Scale the items from the line containing "# test: identify the sky in the photo above" through the end of the data listing. Reproduce every line, including the comment lines, but multiply each coordinate in the answers by 0.9 and round it to a whole number, with halves rounded up.

Start of Extracted data

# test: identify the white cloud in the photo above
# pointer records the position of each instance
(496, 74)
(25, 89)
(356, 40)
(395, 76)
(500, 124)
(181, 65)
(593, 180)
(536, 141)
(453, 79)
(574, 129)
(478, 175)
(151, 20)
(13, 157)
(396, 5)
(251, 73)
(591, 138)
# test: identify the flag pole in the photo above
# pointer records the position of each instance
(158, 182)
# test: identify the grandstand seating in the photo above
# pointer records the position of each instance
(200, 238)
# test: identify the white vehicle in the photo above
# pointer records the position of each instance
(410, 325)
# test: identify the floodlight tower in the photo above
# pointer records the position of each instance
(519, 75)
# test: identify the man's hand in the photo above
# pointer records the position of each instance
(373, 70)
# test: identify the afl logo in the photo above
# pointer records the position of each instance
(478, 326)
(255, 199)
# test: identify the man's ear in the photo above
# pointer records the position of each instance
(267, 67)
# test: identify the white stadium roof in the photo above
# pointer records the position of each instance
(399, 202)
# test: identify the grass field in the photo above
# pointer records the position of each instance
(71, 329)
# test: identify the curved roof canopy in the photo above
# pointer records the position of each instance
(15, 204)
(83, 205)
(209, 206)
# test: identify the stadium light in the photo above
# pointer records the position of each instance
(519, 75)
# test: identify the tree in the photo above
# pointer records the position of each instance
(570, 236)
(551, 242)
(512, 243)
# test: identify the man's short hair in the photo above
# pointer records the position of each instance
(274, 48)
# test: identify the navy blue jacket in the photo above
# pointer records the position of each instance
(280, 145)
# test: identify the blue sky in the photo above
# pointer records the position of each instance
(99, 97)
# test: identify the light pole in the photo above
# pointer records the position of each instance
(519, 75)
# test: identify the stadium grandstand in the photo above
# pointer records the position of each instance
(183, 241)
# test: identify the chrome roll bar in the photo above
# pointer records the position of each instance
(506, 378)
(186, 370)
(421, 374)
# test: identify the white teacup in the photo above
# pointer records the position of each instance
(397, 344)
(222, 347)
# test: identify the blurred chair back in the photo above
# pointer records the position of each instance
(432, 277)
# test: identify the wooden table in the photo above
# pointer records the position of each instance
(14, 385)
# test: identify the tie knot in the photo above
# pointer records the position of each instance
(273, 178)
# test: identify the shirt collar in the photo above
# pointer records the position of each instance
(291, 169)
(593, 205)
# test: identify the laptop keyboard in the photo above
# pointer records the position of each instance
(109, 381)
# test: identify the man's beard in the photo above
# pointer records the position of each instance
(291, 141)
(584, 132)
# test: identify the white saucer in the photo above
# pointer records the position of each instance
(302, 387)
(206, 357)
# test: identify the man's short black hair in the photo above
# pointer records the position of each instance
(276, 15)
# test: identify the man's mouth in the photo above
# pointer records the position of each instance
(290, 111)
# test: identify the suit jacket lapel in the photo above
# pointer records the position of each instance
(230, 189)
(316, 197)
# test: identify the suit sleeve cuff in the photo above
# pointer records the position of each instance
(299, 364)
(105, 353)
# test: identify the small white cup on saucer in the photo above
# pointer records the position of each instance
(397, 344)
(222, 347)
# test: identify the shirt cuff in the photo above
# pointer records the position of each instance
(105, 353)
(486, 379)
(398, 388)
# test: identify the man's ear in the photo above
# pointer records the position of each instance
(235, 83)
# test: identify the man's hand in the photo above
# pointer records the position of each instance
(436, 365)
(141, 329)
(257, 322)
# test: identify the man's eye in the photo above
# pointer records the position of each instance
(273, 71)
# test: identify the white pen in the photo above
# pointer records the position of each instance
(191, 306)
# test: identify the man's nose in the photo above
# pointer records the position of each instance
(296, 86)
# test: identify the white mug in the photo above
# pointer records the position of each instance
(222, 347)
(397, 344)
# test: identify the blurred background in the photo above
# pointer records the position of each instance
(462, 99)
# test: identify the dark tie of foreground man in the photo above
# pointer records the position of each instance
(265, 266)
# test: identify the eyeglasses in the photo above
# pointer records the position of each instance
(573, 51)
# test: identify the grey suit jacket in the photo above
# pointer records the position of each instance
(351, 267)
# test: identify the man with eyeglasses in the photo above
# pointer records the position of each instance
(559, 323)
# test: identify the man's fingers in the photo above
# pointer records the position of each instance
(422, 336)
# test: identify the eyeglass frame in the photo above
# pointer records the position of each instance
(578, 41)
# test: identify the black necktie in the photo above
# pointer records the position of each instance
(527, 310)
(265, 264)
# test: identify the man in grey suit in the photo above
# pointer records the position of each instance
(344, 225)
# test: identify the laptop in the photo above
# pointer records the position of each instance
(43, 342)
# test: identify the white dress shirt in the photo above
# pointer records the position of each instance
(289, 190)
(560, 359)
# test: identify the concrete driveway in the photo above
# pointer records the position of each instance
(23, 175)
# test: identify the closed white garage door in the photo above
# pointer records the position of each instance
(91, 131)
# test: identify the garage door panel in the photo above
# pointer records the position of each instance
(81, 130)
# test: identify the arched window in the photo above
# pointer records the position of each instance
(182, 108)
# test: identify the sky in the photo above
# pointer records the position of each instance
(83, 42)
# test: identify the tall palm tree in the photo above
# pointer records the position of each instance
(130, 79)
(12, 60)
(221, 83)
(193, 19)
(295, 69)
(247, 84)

End of Extracted data

> **Response to this task**:
# test: identify the sky in the photo above
# pointer records the position of each instance
(75, 38)
# test: identify the tall palm tree in the photo above
# pointer records the position of each instance
(117, 71)
(11, 54)
(199, 75)
(174, 17)
(266, 62)
(222, 76)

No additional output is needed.